(Exercices à réaliser)
**1.** D'après le texte fourni, à combien de salariés le groupe Mousset a-t-il adressé son document du 20 avril ?
**2.** Indiquez si chacune des affirmations suivantes concorde avec le texte fourni, en citant les mots décisifs :
(a) Le groupe Mousset est basé à Sainte-Florence.
(b) Le service de consultations médicales en ligne Qare a été lancé cette année.
(c) Aux transports Montbrisonnais, une visioconférence a été organisée à la mi-avril.

Merci ». Le mot s’impose sur le document que le groupe Mousset, transporteur de produits alimentaires basé à Sainte-Florence (85), a adressé le 20 avril à ses 2 200 salariés (dont 1 800 en France). « Cette crise conforte notre culture d’entreprise qui valorise le rôle de chacun, remarque Isabelle Gaudin Rouillard, responsable du pôle marketing et ressources humaines. Nous n’avons enregistré aucune défaillance, plutôt des volontaires pour nous aider à maintenir la moitié de l’activité. »

Garder le lien

L’essentiel, appuie-t-elle, était de « garder le lien malgré la distance ». Et, au-delà de la protection matérielle et du service de consultations médicales en ligne gratuit lancé l’an dernier, Qare (qui a enregistré un pic d’inscriptions en mars), la responsable RH se félicite de « l’organisation managériale à quatre niveaux qui a permis que l’info circule vite ».

Partout, ce « lien avec les salariés » s’est révélé central pour soutenir ceux qui travaillent et rassurer ceux qui sont en retrait. Ainsi, aux transports Montbrisonnais (42), où les livraisons ont été fortement réduites, Manuel Gomes (qui mène une politique de RSE pro-active (voir OT n° 3011, du 6 mars 2020) s’est fait un devoir de communiquer et de s’informer de tous. « À la mi-avril, ajoute-t-il, nous avons organisé une visioconférence à laquelle la plupart des salariés se sont connectés, pour rester ensemble et afin de faire vivre l’entreprise. »

Entrées enregistrées:
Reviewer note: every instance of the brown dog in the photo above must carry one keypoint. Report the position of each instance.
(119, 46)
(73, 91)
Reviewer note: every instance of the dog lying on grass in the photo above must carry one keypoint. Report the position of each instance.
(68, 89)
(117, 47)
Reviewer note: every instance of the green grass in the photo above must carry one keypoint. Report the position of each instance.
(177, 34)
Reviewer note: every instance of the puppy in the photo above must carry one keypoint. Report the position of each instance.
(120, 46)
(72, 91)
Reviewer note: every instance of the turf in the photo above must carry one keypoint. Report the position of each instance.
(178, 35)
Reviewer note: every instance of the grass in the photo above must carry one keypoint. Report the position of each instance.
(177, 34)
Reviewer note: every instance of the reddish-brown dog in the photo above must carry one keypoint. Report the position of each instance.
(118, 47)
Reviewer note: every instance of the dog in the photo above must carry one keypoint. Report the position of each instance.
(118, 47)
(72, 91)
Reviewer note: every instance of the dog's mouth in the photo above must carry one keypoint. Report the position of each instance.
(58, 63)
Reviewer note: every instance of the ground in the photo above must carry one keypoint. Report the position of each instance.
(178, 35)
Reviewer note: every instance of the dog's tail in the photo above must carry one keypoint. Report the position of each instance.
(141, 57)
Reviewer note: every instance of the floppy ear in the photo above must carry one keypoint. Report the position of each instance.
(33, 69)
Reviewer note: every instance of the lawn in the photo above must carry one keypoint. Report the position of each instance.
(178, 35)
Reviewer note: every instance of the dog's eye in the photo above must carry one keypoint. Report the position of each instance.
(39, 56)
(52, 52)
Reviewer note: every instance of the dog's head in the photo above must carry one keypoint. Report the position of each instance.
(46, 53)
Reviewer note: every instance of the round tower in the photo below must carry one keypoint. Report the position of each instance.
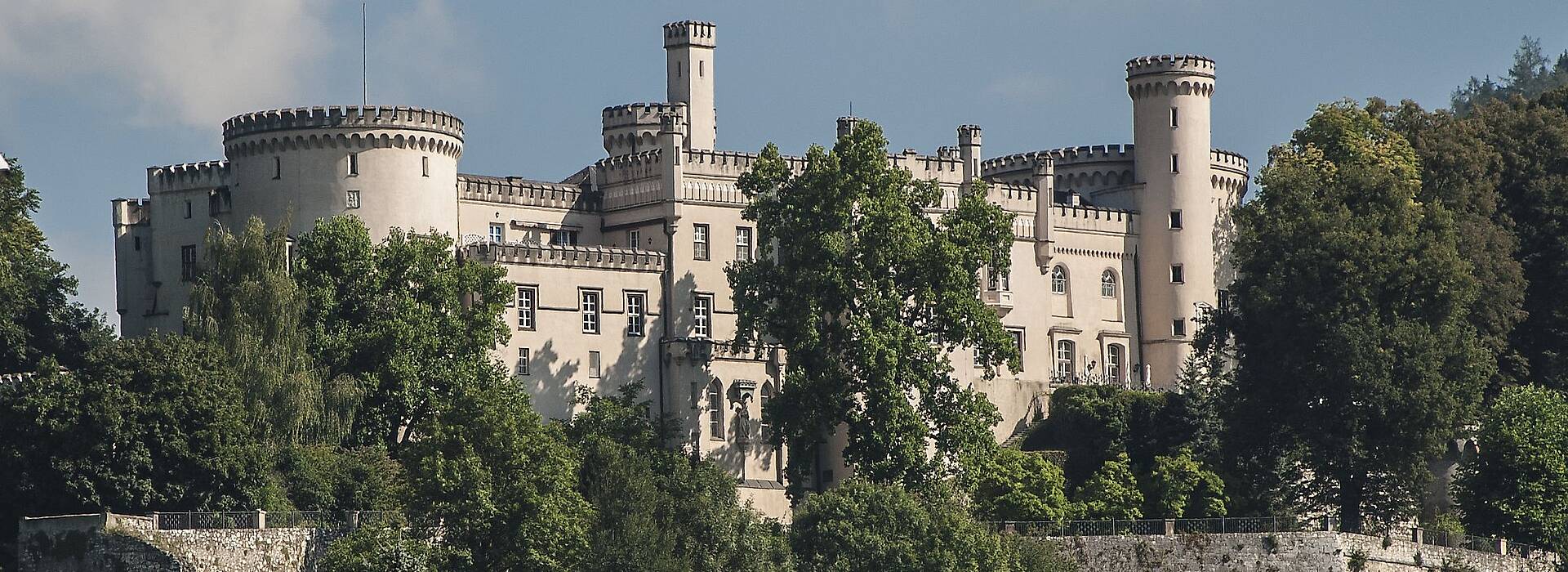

* * *

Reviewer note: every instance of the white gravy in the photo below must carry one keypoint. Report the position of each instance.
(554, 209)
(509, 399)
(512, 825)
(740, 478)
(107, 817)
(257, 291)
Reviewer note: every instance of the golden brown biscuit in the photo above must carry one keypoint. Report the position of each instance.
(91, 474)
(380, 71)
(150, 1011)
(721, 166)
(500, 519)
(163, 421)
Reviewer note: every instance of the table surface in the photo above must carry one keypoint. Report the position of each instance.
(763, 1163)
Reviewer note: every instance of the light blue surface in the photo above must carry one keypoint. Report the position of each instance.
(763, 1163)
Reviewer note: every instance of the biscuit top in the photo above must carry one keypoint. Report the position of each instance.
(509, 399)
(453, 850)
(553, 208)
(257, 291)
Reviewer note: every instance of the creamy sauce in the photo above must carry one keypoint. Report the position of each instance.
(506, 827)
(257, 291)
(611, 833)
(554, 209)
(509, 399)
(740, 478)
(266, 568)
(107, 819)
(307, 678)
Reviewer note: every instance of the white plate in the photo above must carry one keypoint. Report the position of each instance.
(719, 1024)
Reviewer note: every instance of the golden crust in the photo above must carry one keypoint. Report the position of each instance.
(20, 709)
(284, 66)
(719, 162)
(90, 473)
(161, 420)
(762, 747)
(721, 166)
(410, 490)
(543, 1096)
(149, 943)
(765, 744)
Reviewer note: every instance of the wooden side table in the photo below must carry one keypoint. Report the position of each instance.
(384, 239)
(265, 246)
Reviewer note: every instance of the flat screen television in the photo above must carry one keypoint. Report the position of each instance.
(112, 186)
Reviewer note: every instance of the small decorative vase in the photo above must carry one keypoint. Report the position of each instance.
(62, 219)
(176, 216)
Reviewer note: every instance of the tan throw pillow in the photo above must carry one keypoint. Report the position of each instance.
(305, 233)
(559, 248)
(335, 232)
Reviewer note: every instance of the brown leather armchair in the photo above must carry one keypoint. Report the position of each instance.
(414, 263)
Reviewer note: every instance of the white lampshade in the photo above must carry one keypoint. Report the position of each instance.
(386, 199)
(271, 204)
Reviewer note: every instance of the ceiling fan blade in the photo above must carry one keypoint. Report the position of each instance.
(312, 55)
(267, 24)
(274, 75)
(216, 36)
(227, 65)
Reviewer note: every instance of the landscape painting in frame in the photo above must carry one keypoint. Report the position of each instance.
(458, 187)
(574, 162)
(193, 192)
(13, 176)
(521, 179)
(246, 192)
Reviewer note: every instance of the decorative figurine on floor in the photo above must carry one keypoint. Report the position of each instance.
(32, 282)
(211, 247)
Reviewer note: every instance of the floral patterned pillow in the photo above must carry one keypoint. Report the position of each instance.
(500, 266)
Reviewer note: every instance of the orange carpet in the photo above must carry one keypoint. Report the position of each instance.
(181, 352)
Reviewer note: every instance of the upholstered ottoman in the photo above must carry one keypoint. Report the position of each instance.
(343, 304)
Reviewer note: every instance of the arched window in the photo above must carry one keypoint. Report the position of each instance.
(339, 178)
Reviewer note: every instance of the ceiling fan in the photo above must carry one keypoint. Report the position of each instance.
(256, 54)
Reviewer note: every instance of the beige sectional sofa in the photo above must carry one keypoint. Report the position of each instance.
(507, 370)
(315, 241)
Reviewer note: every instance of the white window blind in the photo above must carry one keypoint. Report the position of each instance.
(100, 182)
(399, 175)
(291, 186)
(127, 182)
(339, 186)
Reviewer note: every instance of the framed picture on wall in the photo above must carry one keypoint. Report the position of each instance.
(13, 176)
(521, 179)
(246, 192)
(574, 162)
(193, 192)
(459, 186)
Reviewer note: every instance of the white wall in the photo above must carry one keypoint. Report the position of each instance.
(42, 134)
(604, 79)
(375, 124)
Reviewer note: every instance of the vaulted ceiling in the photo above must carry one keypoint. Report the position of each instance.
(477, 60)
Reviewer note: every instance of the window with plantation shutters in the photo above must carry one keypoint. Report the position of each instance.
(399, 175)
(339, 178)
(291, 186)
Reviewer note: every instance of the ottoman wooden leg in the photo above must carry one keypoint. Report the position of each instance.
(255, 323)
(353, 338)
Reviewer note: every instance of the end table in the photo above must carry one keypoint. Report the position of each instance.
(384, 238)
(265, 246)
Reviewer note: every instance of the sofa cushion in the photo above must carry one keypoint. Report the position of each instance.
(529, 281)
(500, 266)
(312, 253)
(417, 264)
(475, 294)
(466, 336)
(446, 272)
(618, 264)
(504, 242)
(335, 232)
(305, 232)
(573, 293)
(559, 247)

(Solutions proposées)
**1.** À 2 200 salariés, dont 1 800 en France.

**2.**
(a) Oui : « basé à Sainte-Florence (85) ».
(b) Non : « lancé l’an dernier ».
(c) Oui : « À la mi-avril, ajoute-t-il, nous avons organisé une visioconférence ».